Word for word, repeat each of the records below.

━━━━━ DATA EXTRACTS

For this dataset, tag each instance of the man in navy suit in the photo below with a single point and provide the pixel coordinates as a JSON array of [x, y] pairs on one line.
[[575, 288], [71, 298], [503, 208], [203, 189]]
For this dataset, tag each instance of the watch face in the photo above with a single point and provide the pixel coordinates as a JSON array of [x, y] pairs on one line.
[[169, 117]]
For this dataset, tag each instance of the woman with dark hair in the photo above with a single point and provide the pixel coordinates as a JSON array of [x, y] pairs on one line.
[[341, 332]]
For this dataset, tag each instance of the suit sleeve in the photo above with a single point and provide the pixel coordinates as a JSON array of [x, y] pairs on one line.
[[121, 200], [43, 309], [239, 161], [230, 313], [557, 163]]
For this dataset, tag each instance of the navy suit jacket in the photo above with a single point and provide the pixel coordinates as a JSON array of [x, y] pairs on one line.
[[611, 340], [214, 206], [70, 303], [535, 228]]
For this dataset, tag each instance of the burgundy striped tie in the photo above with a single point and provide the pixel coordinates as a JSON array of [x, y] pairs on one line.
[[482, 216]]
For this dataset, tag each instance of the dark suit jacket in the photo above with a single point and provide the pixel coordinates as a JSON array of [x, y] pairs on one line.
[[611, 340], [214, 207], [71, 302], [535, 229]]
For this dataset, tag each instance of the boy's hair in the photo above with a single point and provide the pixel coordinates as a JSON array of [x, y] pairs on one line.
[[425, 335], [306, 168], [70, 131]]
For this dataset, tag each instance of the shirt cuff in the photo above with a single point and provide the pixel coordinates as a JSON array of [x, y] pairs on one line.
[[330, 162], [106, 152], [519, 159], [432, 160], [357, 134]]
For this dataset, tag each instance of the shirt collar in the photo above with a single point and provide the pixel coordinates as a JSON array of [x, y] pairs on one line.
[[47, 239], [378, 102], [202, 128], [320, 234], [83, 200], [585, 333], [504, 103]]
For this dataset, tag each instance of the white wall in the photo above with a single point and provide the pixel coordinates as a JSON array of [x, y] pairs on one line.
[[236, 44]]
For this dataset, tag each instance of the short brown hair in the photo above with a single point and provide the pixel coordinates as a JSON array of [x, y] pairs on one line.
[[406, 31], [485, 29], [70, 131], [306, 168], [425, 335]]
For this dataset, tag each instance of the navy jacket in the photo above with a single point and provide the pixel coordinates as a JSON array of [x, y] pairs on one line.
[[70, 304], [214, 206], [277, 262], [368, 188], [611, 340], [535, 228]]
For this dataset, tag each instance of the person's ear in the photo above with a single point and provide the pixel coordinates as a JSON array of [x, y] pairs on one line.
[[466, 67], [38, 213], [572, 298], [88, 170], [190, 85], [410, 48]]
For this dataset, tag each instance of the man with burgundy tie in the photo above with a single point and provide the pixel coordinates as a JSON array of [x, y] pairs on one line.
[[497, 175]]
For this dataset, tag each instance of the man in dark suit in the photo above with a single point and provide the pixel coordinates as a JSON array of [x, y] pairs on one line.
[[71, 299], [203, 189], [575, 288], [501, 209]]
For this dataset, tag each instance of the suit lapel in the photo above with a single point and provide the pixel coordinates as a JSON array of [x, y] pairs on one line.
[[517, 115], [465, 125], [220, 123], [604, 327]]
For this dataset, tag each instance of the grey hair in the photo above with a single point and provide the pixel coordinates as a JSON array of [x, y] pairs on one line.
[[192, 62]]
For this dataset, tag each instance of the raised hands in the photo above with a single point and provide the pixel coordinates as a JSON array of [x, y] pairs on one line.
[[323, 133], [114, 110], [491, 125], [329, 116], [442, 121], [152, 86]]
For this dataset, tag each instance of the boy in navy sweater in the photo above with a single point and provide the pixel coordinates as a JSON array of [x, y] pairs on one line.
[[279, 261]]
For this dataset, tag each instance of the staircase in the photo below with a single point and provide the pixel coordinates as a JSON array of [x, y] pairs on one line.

━━━━━━━━━━

# FINAL ANSWER
For this dataset, tag each instance of the man in navy suit in the photo below with a single point and provide the pixel coordinates as a JSON array of [x, y] pairs on one line.
[[575, 288], [71, 298], [503, 208], [203, 189]]
For this dataset, tag each instance of the watch face in the photo above with a single point and provide the pixel coordinates as a JSON array of [x, y] pairs on one line.
[[169, 117]]
For this dataset, tag each instance of the woman with dark hair in the photo above with a single point and provide the pixel coordinates as a JSON array of [x, y] pairs on one line.
[[341, 332]]
For this dataset, tag each instance of the suit sleeve in the photo above with a single point and provide the pixel coordinates as a JSON array of [x, y] pairs on one line.
[[121, 200], [43, 309], [239, 161], [230, 313], [557, 163]]
For this dataset, tag each instance of the navy suit jacket in the photo above with a single point and provide the pixel coordinates as a JSON array of [x, y] pairs on one line.
[[611, 340], [214, 206], [70, 303], [535, 228]]
For this dataset, tag each instance of the burgundy striped tie in the photo above with a single point and provide the pixel coordinates as a JSON array of [x, y] pairs on one line.
[[482, 216]]
For this dataset, tag each instance of the dark suit jacket in the photo above with a single point and provide the pixel coordinates as a JSON array of [x, y] pairs on one line.
[[611, 340], [214, 207], [71, 302], [535, 229]]
For this dataset, tag each instance of the boy's hair in the photo above with a single point and provide the pixel coordinates as a JSON array of [x, y] pairs on one line.
[[425, 335], [306, 168], [70, 131]]
For this dataset, tag each instance of the shirt cuff in the photo above with a single point and provide the pixel coordinates as a JSON array of [x, y] pairs on one line.
[[330, 162], [106, 152], [519, 159], [432, 160], [357, 134]]
For this dataset, tag each instance of the shirt collar in the photo above with a single point and provide the pixel coordinates as a JSON array of [x, y] pairs on one line.
[[47, 239], [378, 102], [202, 128], [320, 234], [83, 200], [585, 333], [504, 103]]
For this dataset, tag each instance of the white wall in the photo above with a single point and provide the pixel coordinates as a JSON array of [x, y] pairs on one line.
[[236, 44]]
For this dataset, tag each instance of the short brown hair in the photo above with a single point and provide the pixel coordinates as a JSON array of [x, y] pairs on one line.
[[406, 31], [485, 29], [70, 131], [306, 168], [425, 335]]
For this dataset, tag each instance of the navy jacket in the photo above with a single point and provide the pixel coordinates as a JSON array of [x, y] pairs on one line.
[[70, 304], [214, 206], [277, 262], [368, 188], [611, 340], [535, 228]]
For this dataset, tag each instance of the person's ear in the photo above with a single point and provide the pixel coordinates as a JSON array of [x, y] pairs on one line.
[[466, 67], [38, 213], [572, 298], [88, 170], [190, 85], [410, 48]]
For this dataset, tag each instance of the man with burgundy tie in the photo above with a single point and provide the pixel coordinates as a JSON array of [x, y] pairs on one line.
[[497, 175]]
For this dataset, tag each instance of the man in dark suit in the photo above with a single point and provide the pixel coordinates as a JSON array of [x, y] pairs on one line.
[[71, 299], [203, 189], [575, 288], [501, 209]]
For this dataset, tag each instance of the suit lapel in the photo above with a single point and provide the pixel coordinates as a JSON array of [x, y] pairs on one line.
[[517, 115], [465, 125], [220, 123], [604, 327]]
For this dataset, tag each instance of the grey hair in the photo above with a single point and provide the pixel coordinates as a JSON array of [x, y] pairs on one line.
[[192, 62]]
For this dataset, tag each instance of the raised hands in the photo above with a single point and provide the pixel coordinates as a JSON array of [x, y] pairs on one line.
[[323, 133], [114, 110], [491, 125], [329, 116], [442, 121], [152, 86]]
For this dataset, tag each instance of the boy in navy sweater in the photo above with a single point and provide the pixel coordinates as a JSON array of [x, y] pairs on one line.
[[279, 261]]
For this dataset, tag each instance of the staircase in the photo below with a single point and provide the pixel coordinates as a JSON array of [x, y] pairs on one line.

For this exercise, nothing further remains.